Problem to work on => Reproduce every one of the records below word for word, leaving out the pictures.

Records shown =>
▶

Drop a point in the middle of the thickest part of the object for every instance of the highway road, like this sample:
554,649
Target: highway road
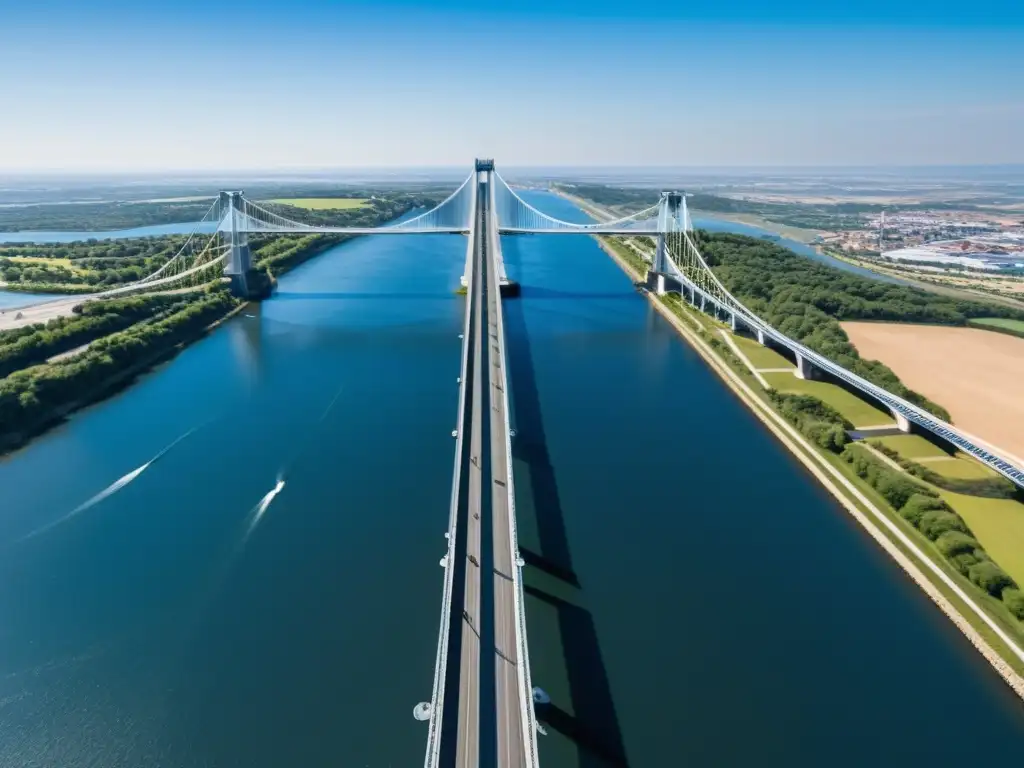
468,745
508,712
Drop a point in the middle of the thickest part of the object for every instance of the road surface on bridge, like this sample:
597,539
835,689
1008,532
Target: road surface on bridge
468,747
507,706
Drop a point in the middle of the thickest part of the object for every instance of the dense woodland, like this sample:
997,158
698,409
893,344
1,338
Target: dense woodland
806,300
30,345
85,265
922,507
125,215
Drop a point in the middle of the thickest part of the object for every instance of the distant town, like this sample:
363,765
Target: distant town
942,239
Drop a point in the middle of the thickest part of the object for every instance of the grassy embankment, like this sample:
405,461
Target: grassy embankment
999,325
871,502
119,339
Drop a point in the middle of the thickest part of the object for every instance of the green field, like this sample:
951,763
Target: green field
859,414
998,526
1000,323
913,446
324,204
963,467
760,355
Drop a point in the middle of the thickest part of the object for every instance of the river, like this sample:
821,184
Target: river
707,222
693,597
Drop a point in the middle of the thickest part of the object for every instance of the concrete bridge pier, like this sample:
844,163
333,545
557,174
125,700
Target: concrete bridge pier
902,423
660,284
804,369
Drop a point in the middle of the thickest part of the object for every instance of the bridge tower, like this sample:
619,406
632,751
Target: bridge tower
484,192
239,265
671,218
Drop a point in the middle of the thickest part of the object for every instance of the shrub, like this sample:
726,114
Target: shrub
1014,600
990,578
935,522
918,505
954,543
894,486
965,560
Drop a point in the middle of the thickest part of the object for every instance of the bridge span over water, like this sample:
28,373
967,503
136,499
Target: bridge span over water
474,721
677,265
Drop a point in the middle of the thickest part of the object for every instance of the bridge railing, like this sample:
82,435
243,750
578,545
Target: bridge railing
432,757
452,214
516,215
526,713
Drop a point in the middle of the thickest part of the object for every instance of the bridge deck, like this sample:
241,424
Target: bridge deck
468,745
508,711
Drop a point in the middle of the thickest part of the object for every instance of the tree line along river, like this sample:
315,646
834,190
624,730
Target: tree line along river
259,585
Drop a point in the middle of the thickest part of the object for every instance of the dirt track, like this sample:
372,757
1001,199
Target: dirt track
976,375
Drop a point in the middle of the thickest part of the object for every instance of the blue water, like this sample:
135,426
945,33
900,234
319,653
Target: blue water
693,597
14,299
724,225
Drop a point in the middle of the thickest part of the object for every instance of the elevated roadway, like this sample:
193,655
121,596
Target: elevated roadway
485,716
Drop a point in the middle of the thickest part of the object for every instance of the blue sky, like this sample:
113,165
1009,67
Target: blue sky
111,85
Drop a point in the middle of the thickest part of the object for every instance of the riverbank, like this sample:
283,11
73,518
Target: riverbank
807,237
55,390
1000,650
945,286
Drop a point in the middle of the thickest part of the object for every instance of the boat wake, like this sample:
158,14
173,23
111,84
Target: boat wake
257,513
109,491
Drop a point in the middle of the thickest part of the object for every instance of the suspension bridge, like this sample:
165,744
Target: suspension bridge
464,728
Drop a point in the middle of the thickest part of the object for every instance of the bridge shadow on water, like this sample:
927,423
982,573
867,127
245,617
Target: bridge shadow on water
594,726
537,292
334,296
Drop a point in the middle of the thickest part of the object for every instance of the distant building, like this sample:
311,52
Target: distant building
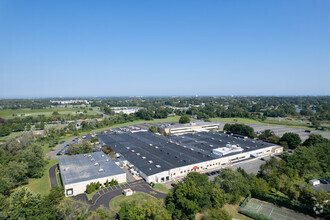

◀

Task solution =>
Drop a point in the middle of the thickest part of the object for every instance of the highway road, like this sample:
554,649
Target: highway road
468,745
508,712
Drop a point in the middle of the thickest part of the object for every instance of the road surface on bridge, like this sample:
597,539
835,689
1008,532
Target: road surface on bridge
468,747
507,706
Drop a point in the middle of the thickest part of the object for every instance of the dense woodland, like this sample:
997,158
698,409
893,344
1,338
Target: dense woodland
806,300
30,345
85,265
922,507
125,215
Drop a point in the middle of the thickest part of the object for every instance of the distant town, like this sample:
363,765
Target: distant town
942,239
Drop a point in the middle of the thickest part of the object for every instance of the grassy embankment, like this sample:
405,461
Target: grassy embankment
999,325
871,502
119,339
Drop a point in the middle of the thickest part of the object for every instance of the green field, like this sample:
951,763
Target: green field
859,414
998,526
1000,323
913,446
324,204
963,467
760,355
Drop a point in the middle of the thickest part of the object for every instance of the river, like this sample:
821,184
Target: river
707,222
693,597
Drop a point in the middle of the thickest part of the object for every instance of the concrete bridge pier, like this sample:
844,163
333,545
557,174
125,700
Target: concrete bridge pier
902,423
660,284
804,369
Drop a point in the middle of the thickest part of the object for every instance of the bridge tower, like this sample:
619,406
632,751
Target: bridge tower
484,192
239,265
671,218
Drop a point in the middle of the thickest part of the object for every instance of the shrub, like this sample:
726,114
Target: shrub
1014,600
990,578
935,522
918,505
954,543
894,486
965,560
Drop a point in the middle of the thickest part of the object for every instance of the bridge span over water, like this sample:
28,373
967,503
136,499
Target: bridge span over water
474,721
677,265
Drop a point in the middle of the thickest part of the object for every instance of the bridge railing, like this sample:
82,435
243,750
578,545
Target: bridge railing
432,757
452,214
516,215
526,713
Drop a point in the middle of the thickest part of the object for every instance of the bridge deck, like this sample:
241,424
Target: bridge deck
468,745
508,711
Drop a point in the middle of the thickest part of the object for every instance of the tree line along river, like this sample:
315,646
834,190
624,730
Target: tree line along river
259,585
Drop a point in the middle of the thickest part of the object for every instance of the dirt track, like this sample:
372,757
1001,199
Target: dirt track
976,375
Drop a point in the middle of the thickest part of the object for every instance of the blue water, like this sample:
135,426
945,33
900,234
319,653
Target: blue water
693,597
14,299
724,225
Drop a point in the middle of the thickest part of the object for every instance of the elevated roadway, like this sample:
193,655
121,596
Target: elevated roadway
485,716
Drop a point in the middle of the thickest part of the object for every instance of the blue sky, like this sample:
113,165
1009,67
Target: blue sky
111,85
Drop a point in the middle of the thickest part of the object for every instance of the riverbank, like this sample:
283,11
73,518
Target: riverbank
807,237
55,390
1000,650
945,286
Drop a point in the middle of the thickest part of the object for every instance of the boat wake, like this sample:
158,14
173,23
111,84
Target: boat wake
257,513
109,491
Drop a point in the middle of the thickest part of the object for every instance of the suspension bridge, like this sample:
165,744
Target: suspension bridge
464,728
Drop a point in the middle of the thickest part of the object for every instance of the bridge shadow on water, like this sample:
927,423
982,573
867,127
245,617
Target: bridge shadow on water
594,726
537,292
334,296
Drop a point in the middle of the thickest part of the object for every instance of the distant building, like this sample:
311,52
Target: distant building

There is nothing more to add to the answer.